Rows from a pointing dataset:
______________________________
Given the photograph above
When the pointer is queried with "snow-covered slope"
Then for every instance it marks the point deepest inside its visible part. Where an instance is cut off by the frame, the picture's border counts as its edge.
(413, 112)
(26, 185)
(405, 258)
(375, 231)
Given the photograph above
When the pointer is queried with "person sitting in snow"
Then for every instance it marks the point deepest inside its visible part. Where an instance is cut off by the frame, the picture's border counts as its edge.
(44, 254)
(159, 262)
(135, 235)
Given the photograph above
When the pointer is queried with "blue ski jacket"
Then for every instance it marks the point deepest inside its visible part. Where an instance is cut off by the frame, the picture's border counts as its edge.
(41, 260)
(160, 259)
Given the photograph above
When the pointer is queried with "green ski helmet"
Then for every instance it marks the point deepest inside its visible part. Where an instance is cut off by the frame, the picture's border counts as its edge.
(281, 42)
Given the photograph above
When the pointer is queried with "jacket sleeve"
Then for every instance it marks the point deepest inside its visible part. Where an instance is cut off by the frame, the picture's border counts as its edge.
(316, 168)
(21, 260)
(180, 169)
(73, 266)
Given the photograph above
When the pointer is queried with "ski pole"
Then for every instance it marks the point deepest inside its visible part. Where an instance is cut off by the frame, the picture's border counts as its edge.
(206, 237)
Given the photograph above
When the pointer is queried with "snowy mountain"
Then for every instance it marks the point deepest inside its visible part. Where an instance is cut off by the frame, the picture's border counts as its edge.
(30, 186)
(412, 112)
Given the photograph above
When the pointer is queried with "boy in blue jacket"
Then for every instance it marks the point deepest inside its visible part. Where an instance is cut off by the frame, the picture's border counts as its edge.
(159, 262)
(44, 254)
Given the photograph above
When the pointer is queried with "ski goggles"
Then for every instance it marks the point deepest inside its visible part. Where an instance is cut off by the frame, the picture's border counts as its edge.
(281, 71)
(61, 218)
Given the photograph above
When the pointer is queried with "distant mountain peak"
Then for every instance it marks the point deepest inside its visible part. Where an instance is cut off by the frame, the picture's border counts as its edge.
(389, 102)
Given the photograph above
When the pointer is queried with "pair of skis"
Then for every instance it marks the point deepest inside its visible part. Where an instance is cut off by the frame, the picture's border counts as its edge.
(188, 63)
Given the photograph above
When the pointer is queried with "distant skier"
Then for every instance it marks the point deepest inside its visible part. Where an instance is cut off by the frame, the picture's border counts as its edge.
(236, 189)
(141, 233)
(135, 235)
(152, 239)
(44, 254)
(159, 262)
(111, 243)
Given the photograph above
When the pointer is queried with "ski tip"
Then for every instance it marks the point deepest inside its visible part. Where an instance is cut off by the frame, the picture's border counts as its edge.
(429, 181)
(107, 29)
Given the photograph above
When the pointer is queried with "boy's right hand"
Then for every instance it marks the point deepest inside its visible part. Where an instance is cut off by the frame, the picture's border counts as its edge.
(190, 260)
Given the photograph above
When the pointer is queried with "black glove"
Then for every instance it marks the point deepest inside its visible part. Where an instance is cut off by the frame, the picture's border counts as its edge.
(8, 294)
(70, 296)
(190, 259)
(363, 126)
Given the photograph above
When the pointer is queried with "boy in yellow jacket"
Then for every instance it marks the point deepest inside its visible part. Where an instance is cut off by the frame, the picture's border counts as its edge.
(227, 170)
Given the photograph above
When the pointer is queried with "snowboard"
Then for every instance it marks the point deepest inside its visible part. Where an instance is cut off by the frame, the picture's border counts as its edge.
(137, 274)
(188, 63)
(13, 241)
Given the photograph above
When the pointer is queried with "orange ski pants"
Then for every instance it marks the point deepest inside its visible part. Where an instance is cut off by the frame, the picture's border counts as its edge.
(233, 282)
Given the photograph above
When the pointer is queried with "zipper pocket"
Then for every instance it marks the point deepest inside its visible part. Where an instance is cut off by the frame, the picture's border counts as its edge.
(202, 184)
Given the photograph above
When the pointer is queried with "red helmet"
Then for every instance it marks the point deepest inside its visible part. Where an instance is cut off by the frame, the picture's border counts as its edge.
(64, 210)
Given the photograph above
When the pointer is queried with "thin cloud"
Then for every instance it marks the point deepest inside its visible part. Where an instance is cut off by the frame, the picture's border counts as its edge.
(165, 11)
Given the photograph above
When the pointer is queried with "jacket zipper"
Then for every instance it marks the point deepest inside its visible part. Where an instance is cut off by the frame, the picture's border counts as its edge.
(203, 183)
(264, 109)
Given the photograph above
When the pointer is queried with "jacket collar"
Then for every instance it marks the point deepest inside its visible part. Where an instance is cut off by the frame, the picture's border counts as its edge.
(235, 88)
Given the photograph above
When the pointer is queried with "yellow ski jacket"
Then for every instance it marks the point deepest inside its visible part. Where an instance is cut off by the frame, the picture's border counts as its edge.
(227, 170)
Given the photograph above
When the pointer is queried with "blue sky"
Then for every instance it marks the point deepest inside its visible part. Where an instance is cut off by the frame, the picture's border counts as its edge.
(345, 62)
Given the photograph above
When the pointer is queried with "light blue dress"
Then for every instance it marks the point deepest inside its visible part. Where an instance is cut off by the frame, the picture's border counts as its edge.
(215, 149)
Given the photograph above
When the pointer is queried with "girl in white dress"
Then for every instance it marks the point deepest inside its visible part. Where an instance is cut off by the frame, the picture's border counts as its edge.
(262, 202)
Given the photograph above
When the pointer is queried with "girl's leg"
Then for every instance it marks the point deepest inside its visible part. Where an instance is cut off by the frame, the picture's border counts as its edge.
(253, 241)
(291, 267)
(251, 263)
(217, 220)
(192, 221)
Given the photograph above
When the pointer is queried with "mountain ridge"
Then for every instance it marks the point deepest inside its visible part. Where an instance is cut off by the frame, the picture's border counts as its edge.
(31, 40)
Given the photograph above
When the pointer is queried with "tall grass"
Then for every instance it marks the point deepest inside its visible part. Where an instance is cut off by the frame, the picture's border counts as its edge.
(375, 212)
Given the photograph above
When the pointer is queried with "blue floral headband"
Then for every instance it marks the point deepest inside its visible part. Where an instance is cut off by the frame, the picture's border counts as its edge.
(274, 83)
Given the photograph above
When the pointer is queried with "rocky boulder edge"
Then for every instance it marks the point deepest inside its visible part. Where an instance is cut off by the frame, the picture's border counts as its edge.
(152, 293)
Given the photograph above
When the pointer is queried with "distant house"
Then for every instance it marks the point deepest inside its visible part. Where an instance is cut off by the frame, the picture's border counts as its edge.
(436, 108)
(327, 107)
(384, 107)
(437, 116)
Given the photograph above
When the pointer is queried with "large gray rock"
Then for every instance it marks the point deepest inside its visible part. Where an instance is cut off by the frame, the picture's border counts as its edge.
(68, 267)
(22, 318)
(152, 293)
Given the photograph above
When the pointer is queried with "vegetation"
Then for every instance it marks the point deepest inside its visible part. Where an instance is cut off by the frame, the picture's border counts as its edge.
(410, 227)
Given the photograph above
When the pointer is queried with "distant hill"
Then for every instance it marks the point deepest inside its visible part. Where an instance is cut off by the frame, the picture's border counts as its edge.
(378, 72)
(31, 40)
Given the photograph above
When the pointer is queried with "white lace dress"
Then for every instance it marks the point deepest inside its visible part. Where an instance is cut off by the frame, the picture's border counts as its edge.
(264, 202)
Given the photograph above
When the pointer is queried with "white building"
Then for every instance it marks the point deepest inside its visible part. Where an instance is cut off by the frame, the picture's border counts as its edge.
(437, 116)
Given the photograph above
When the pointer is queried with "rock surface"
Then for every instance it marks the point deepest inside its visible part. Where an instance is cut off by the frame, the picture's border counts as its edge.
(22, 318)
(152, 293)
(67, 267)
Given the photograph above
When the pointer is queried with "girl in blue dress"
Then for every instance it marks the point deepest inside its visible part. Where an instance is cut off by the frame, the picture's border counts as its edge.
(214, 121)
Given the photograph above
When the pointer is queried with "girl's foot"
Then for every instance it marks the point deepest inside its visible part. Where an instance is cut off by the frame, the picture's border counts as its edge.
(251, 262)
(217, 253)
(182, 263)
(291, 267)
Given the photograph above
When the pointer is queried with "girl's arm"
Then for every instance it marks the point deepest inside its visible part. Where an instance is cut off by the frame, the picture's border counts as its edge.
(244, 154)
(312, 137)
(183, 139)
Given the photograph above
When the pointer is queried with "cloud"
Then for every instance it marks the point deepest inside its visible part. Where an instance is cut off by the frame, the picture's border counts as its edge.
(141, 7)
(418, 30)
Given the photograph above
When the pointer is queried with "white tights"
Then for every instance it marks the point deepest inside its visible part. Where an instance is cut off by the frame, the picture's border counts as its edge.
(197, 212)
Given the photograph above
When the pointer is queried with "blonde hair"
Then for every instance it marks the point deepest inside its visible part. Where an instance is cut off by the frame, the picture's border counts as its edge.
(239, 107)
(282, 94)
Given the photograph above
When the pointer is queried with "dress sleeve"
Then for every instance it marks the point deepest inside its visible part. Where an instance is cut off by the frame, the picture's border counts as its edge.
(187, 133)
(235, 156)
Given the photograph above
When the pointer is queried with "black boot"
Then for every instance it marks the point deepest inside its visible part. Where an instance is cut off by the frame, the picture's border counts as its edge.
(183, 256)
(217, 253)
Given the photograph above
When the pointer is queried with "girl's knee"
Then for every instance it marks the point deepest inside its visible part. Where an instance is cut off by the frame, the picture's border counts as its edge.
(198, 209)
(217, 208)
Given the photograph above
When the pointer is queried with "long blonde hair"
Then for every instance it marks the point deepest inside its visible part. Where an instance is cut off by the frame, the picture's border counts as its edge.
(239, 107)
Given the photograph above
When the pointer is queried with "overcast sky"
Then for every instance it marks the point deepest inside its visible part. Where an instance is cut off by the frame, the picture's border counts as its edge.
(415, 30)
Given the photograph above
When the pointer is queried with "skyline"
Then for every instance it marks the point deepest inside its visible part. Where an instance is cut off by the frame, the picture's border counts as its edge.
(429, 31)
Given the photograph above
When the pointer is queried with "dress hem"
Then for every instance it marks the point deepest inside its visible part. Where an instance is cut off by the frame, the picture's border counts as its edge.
______________________________
--- Work instructions ---
Find every line in the records above that contains the word "white" and copy each of those lines.

--- Full output ---
When the pointer is queried with "girl in white dress"
When the pointer is queried with "white lace dress"
When the pointer is queried with "white building"
When the pointer is queried with "white tights"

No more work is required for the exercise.